(Exercise requirements):
1: Can you condense the paragraph beginning "Anecdotally, the AI biotech mood" in the AI biotech passage into a short bulleted list that keeps its main facts?
2: Can you continue the AI biotech passage, starting right after its last sentence?

(Text provided):

((

The year of AI biotech
Anecdotally, the AI biotech mood had more bullish tones. First, having had meetings with most big pharmas, it was clear that all had a very significant investment in AI drug discovery and development and were very clear about how they wanted their R&D platforms to look in five years' time, at least in terms of improved productivity with an objective to cut drug development time by more than 30%. Big pharma is also much more comfortable in handling both the building of internal competencies and partnerships with many having moved from running small proof of concept projects to more ambitious partnerships over the last two to three years. BioNTech seemed even more bullish by acquiring InstaDeep. Historically, pharma companies have been concerned about acquiring businesses in which people and know-how comprised a significant part of their value. This often led pharma companies to try to both build in-house for the long term and partner to catch up, but shy away from straight acquisitions. This can sometimes lead to conflicting objectives and confusion if both routes are not well coordinated, which requires upfront planning. For example, Owkin’s partnership with Sanofi involves not only a joint lab but also the integration of our AI software into Sanofi’s AI platform.
Will we see more AI biotechs acquisitions – or will those remain limited to more recent and bolder companies that have less concern about integration? One other interesting trend was that most VCs I talked to had a significant AI biotech effort, either through dedicated companies or through in-house efforts that remain stealth but aimed at leading to specific company formations.

))

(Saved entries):
((

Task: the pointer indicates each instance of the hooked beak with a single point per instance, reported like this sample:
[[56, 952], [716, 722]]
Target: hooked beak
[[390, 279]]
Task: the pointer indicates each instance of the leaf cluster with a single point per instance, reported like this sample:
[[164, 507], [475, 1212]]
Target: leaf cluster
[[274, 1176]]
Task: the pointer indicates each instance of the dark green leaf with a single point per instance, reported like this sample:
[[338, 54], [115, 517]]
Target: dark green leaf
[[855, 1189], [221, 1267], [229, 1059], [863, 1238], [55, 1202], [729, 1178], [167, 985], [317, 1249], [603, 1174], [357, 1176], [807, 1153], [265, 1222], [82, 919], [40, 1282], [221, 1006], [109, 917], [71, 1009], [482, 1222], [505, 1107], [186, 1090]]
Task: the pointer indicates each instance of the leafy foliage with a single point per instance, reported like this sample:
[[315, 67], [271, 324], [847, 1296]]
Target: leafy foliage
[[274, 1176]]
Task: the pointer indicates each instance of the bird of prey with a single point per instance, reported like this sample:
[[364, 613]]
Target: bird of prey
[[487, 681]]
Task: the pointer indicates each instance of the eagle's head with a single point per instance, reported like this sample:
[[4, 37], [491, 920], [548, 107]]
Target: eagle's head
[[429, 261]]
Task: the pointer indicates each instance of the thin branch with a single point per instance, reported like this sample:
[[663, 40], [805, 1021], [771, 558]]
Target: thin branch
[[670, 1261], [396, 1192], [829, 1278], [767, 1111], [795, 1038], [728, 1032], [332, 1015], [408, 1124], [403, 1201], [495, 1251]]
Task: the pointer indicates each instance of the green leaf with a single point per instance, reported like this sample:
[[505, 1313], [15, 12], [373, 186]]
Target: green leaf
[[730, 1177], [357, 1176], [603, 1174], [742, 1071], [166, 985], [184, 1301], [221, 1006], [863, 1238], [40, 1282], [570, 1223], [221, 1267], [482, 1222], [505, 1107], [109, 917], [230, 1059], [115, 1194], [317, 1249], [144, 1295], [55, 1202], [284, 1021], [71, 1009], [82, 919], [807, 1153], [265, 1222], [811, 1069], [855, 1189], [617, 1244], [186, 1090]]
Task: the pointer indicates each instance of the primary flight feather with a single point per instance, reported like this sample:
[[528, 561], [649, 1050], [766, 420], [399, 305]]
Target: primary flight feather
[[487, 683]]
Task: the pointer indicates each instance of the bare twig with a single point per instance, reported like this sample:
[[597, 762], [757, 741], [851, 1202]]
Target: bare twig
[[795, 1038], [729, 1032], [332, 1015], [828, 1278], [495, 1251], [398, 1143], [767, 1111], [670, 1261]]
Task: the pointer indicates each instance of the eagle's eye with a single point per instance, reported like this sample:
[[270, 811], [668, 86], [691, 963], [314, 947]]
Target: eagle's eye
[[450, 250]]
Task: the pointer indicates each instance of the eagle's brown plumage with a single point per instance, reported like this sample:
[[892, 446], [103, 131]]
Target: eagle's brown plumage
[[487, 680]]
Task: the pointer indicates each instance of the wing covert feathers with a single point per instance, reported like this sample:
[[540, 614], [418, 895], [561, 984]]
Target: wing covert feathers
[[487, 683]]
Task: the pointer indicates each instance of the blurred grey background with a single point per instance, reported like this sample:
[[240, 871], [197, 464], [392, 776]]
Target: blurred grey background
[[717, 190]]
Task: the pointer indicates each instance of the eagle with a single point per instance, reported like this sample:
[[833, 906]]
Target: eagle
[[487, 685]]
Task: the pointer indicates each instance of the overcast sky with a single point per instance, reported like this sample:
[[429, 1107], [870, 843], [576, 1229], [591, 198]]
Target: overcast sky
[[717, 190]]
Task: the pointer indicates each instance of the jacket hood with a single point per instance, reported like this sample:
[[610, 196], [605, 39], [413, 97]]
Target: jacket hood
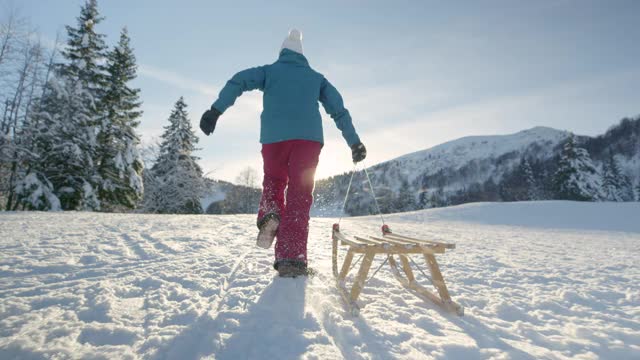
[[292, 57]]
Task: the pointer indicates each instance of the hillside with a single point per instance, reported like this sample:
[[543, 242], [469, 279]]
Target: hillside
[[538, 280], [516, 167]]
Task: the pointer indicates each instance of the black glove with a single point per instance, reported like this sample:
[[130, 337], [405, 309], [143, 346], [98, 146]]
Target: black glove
[[358, 152], [208, 120]]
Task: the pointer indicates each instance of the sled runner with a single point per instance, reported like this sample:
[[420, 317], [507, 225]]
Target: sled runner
[[390, 245]]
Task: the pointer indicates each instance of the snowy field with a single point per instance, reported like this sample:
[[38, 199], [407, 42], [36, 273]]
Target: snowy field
[[544, 280]]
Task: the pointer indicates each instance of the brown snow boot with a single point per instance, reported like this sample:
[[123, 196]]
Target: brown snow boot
[[291, 268], [268, 226]]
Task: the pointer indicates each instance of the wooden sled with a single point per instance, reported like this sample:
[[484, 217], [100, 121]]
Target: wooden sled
[[390, 245]]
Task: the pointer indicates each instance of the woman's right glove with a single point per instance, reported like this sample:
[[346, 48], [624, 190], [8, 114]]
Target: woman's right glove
[[358, 152], [208, 120]]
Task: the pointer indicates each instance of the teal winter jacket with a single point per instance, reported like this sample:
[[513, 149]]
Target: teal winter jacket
[[291, 91]]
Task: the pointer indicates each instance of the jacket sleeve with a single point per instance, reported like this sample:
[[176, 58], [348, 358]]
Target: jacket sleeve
[[246, 80], [332, 102]]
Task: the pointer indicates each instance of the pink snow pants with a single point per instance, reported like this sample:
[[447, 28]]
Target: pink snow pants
[[292, 165]]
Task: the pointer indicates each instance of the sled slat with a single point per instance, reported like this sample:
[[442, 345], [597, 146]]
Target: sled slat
[[402, 237]]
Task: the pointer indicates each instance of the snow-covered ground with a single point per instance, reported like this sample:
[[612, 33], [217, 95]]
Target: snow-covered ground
[[538, 280]]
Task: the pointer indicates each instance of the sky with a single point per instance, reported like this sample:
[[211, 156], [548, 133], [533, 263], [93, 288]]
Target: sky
[[413, 74]]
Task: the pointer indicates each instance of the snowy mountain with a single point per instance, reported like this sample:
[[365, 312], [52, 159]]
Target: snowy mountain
[[538, 280], [515, 167]]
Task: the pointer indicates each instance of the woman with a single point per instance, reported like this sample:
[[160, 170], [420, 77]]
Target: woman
[[291, 136]]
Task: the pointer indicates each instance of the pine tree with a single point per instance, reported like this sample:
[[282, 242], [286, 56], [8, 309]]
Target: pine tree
[[611, 182], [533, 188], [65, 142], [405, 200], [176, 184], [576, 177], [85, 51], [120, 164]]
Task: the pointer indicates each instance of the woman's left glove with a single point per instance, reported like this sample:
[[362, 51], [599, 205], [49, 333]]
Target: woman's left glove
[[208, 120], [358, 152]]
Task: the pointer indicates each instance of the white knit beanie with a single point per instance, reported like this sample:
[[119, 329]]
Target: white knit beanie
[[293, 42]]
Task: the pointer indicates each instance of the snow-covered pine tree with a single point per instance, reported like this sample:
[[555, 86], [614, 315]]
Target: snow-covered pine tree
[[405, 201], [66, 123], [576, 177], [614, 183], [65, 142], [85, 51], [533, 188], [177, 183], [120, 163]]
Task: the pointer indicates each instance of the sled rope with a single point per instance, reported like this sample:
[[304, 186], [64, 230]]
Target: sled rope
[[344, 203], [373, 193], [356, 263]]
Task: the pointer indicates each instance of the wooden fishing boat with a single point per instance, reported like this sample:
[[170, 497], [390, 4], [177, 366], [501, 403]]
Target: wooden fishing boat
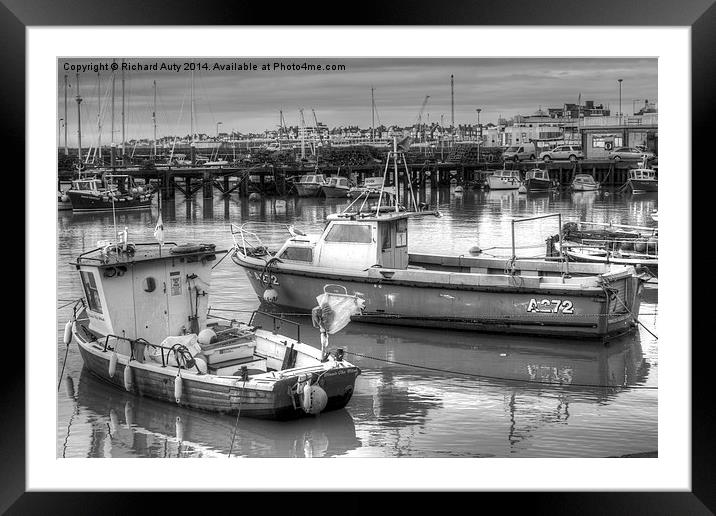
[[108, 192], [584, 183], [370, 188], [504, 180], [538, 180], [144, 326], [365, 252], [336, 187], [310, 185]]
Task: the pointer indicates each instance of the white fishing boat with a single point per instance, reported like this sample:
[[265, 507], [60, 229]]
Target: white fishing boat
[[620, 244], [504, 180], [144, 326], [364, 250], [642, 180], [584, 183]]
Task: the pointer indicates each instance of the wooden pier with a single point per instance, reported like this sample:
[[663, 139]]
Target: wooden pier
[[270, 180]]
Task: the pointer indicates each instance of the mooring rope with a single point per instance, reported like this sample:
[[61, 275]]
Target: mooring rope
[[501, 378], [236, 424]]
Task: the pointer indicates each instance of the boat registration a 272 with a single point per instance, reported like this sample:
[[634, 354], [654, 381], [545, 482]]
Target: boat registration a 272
[[564, 306]]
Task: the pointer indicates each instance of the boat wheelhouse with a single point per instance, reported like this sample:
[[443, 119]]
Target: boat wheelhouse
[[584, 183], [337, 186], [144, 326], [642, 180], [108, 192], [310, 185], [504, 180], [538, 180], [365, 252]]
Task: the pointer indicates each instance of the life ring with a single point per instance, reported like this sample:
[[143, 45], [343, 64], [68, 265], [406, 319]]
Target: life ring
[[186, 248]]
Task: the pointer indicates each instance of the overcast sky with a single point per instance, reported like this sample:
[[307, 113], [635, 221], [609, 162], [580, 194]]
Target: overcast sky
[[249, 101]]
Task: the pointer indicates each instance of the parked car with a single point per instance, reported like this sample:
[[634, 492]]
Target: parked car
[[570, 152], [629, 153], [520, 152]]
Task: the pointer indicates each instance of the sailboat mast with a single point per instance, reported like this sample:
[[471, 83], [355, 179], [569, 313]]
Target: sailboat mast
[[79, 121], [154, 118], [303, 135], [99, 116], [372, 114], [67, 151], [192, 106], [112, 117]]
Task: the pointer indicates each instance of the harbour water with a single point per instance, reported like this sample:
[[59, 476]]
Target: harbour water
[[471, 394]]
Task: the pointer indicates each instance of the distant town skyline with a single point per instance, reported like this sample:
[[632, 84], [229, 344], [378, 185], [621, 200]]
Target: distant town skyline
[[237, 95]]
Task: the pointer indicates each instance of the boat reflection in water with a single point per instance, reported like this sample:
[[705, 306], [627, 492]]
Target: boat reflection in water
[[528, 387], [122, 425]]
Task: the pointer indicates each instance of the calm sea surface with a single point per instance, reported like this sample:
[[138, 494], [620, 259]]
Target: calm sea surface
[[591, 400]]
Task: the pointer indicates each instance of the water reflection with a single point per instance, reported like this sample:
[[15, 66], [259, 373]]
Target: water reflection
[[122, 425], [519, 396]]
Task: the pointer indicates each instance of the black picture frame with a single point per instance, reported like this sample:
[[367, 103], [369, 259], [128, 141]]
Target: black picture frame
[[700, 15]]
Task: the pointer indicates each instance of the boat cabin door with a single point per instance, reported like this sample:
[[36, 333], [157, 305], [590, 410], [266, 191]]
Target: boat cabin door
[[393, 238]]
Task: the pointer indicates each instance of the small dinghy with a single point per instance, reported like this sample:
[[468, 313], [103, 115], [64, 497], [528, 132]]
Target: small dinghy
[[144, 325]]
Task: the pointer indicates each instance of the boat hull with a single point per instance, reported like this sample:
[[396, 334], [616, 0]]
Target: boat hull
[[427, 302], [82, 202], [585, 187], [310, 190], [538, 185], [228, 397], [643, 185], [498, 183]]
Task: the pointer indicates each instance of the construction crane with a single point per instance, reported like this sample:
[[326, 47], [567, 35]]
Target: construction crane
[[419, 120]]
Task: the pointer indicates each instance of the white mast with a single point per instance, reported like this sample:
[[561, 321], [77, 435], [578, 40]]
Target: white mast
[[122, 111], [65, 120], [154, 119]]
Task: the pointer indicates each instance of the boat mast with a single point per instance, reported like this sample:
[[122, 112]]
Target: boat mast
[[99, 117], [79, 121], [372, 115], [67, 151], [122, 111], [303, 135], [154, 119]]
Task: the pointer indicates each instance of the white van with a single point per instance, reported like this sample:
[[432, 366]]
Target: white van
[[520, 152]]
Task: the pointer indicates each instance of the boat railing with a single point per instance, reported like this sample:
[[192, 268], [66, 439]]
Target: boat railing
[[248, 242], [179, 350], [276, 321], [116, 246]]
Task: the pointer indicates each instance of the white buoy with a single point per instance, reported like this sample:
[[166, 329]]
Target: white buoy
[[128, 377], [270, 295], [112, 364], [315, 399], [201, 364], [68, 333], [177, 388], [113, 421]]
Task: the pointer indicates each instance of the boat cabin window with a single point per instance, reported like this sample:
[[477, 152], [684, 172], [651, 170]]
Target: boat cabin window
[[300, 254], [352, 233], [91, 292]]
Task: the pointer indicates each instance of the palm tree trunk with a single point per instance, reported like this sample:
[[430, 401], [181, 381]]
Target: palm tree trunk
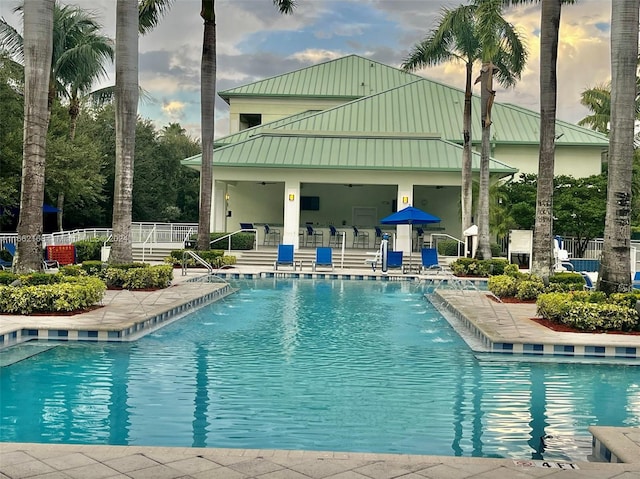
[[615, 267], [486, 99], [207, 101], [126, 117], [542, 259], [38, 45], [466, 183]]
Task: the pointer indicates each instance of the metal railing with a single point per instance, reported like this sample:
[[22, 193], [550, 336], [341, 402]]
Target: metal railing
[[228, 237], [434, 244]]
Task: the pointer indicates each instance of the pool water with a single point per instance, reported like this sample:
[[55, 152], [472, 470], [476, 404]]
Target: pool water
[[316, 365]]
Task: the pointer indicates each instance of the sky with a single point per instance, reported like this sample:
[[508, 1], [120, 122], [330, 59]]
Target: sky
[[255, 42]]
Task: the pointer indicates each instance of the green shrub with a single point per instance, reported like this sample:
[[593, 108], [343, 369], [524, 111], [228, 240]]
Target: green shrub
[[529, 288], [503, 286], [512, 270], [600, 316], [449, 247], [88, 250], [93, 268], [76, 294], [34, 279], [72, 270], [158, 276], [7, 277]]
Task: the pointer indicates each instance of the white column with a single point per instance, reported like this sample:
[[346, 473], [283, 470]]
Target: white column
[[404, 232], [219, 207], [291, 213]]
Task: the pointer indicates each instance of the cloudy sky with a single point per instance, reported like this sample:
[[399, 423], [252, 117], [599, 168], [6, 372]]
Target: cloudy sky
[[256, 42]]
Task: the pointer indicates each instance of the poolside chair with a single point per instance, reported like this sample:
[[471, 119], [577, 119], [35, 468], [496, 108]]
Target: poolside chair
[[430, 261], [360, 238], [394, 260], [324, 257], [314, 235], [588, 282], [271, 236], [285, 257], [335, 236]]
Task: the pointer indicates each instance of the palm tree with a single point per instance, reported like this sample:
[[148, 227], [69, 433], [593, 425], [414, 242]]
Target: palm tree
[[80, 52], [38, 45], [126, 107], [542, 258], [456, 38], [501, 44], [615, 267]]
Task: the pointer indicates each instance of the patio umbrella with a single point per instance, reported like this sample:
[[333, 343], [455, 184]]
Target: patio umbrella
[[410, 216]]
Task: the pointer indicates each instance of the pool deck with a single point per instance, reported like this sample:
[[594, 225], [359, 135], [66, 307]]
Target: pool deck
[[503, 328]]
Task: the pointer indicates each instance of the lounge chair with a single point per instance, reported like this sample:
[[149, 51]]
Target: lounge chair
[[430, 260], [394, 260], [588, 282], [324, 257], [285, 257]]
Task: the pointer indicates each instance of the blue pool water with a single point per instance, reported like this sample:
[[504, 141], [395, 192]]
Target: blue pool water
[[322, 365]]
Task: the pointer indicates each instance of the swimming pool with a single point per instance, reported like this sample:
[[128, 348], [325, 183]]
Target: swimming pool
[[318, 365]]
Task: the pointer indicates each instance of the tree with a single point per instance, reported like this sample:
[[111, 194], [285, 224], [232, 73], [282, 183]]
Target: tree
[[496, 36], [615, 268], [542, 258], [79, 54], [457, 38], [38, 45], [126, 103]]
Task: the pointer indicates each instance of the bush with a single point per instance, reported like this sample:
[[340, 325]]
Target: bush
[[76, 294], [88, 250], [159, 276], [503, 286], [449, 247], [601, 317], [529, 288], [7, 277], [35, 279]]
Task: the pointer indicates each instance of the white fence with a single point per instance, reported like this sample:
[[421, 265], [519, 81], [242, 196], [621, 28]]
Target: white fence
[[140, 233]]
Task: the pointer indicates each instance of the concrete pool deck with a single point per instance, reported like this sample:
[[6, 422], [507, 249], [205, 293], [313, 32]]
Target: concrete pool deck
[[503, 324]]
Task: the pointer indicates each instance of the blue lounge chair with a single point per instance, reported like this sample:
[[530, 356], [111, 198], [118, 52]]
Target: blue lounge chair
[[430, 260], [285, 256], [394, 260], [324, 257]]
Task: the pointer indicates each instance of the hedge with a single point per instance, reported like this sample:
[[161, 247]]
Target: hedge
[[73, 294]]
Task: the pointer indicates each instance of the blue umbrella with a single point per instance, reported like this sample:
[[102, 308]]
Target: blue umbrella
[[410, 216]]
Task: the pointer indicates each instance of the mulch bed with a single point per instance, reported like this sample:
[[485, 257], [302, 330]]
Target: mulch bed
[[562, 328]]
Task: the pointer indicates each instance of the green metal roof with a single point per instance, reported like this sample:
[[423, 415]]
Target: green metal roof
[[432, 107], [330, 150], [244, 134], [347, 77]]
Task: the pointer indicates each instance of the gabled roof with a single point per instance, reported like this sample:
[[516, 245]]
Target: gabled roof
[[346, 77], [244, 134], [331, 150], [426, 106]]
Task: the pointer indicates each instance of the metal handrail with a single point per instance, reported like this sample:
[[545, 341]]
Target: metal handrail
[[186, 253], [144, 243], [228, 237], [460, 242]]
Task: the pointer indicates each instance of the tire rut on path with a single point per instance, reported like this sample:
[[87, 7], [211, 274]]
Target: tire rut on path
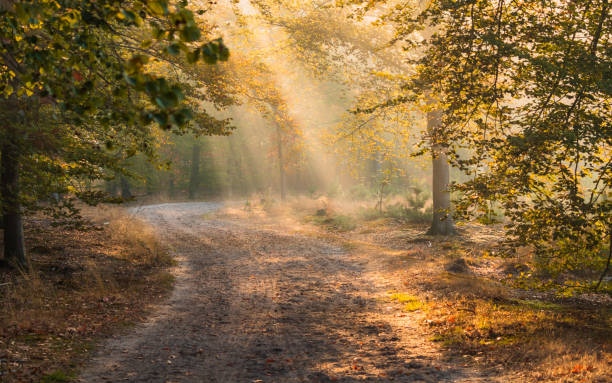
[[253, 305]]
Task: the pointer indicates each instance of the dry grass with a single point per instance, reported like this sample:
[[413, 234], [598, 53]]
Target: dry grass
[[81, 287], [468, 312]]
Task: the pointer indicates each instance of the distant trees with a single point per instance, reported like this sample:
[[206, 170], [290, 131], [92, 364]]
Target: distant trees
[[525, 93], [80, 93]]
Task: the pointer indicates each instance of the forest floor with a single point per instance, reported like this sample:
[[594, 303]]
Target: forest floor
[[82, 286], [268, 294]]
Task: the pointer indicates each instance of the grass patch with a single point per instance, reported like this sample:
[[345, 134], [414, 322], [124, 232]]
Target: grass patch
[[82, 287], [413, 306], [334, 222]]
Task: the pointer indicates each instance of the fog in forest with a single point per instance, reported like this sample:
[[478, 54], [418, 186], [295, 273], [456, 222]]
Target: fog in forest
[[304, 99]]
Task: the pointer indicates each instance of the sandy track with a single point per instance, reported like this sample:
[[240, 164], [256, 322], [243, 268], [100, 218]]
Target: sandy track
[[255, 305]]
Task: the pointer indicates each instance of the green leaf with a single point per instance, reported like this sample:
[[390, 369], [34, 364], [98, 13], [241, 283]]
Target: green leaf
[[190, 33]]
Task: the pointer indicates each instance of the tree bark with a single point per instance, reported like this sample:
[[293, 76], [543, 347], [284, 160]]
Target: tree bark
[[126, 193], [442, 223], [194, 178], [281, 163], [14, 243]]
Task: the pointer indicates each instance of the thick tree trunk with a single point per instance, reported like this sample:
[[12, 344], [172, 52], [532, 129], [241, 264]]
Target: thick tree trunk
[[442, 223], [281, 163], [126, 193], [194, 178], [14, 243]]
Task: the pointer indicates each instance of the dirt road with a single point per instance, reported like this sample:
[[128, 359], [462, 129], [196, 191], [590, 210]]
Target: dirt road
[[254, 305]]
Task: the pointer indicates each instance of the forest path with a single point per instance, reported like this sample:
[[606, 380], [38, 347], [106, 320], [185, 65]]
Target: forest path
[[263, 305]]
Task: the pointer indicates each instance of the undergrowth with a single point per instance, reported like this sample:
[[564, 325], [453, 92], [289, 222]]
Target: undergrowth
[[81, 287]]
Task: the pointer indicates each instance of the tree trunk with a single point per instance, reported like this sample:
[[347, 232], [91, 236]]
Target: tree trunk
[[126, 193], [281, 163], [194, 178], [14, 243], [442, 223]]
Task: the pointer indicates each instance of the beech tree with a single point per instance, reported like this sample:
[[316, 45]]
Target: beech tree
[[78, 87], [525, 89]]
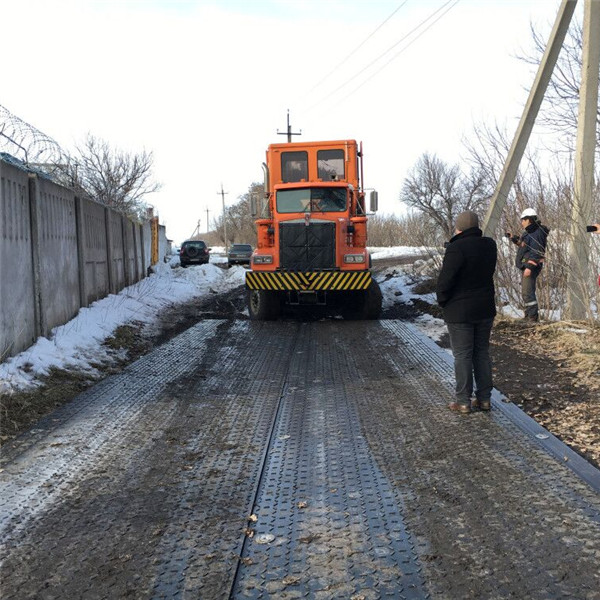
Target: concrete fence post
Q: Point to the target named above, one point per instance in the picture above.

))

(Exercise answers):
1:
- The mood around AI biotech was more bullish.
- Most big pharmas have invested heavily in AI drug discovery and development. They have clear five-year goals for their R&D platforms, including cutting drug development time by more than 30%.
- Big pharma is more comfortable both building internal competencies and partnering. Over the last two to three years, many have moved from small proof of concept projects to more ambitious partnerships.
- BioNTech went further by acquiring InstaDeep.
- Historically, pharma companies avoided acquiring businesses whose value lay largely in people and know-how. Instead, they built in-house for the long term and partnered to catch up.
- Pursuing both routes can create conflicting objectives and confusion unless they are coordinated through upfront planning.
- Example: Owkin's partnership with Sanofi includes a joint lab and the integration of Owkin's AI software into Sanofi's AI platform.

2:
The potential of AI to improve all aspects of drug development is now well accepted: there are three main applications: novel target discovery, lead optimization and clinical plan de-risking and acceleration. One of the big questions is regarding the data sets that will drive the best results, especially in target discovery and clinical plan de-risking. At Owkin, we are focusing on rich and deep datasets with the belief that translational approach and ability to directly interrogate biology based on AI findings. Other approaches focus on mining the vast amount of unstructured literature and public data. I think there is no real conflict between these approaches, as you need to have a different approach depending on the disease and the data that is available. Precision medicine approaches by definition require researchers to be as close as possible to the biology of the patient. While a translational approach is the gold standard, the building of complete datasets is fundamental.
While the return to normality was welcome, the lasting impression from JPM 2023 is one of uncertainty. Whether the disruption of the industry will be ‘Singing in the Rain’ or ‘Babylon’ remains to be seen – but at Owkin, we are confident that the rapid acceleration in the use of AI means that the future is bright. We are investing heavily in AI capabilities, investing in accessing and generating rich multimodal data, working closely with the biopharma industry and connecting the academic world together – all in the pursuit of finding the right treatment for every patient. This year, we are creating the world’s leading AI biotech company, aligning human and artificial intelligence to discover breakthrough treatments. I look forward to being able to share our successes at JPM 2024 – come rain or shine.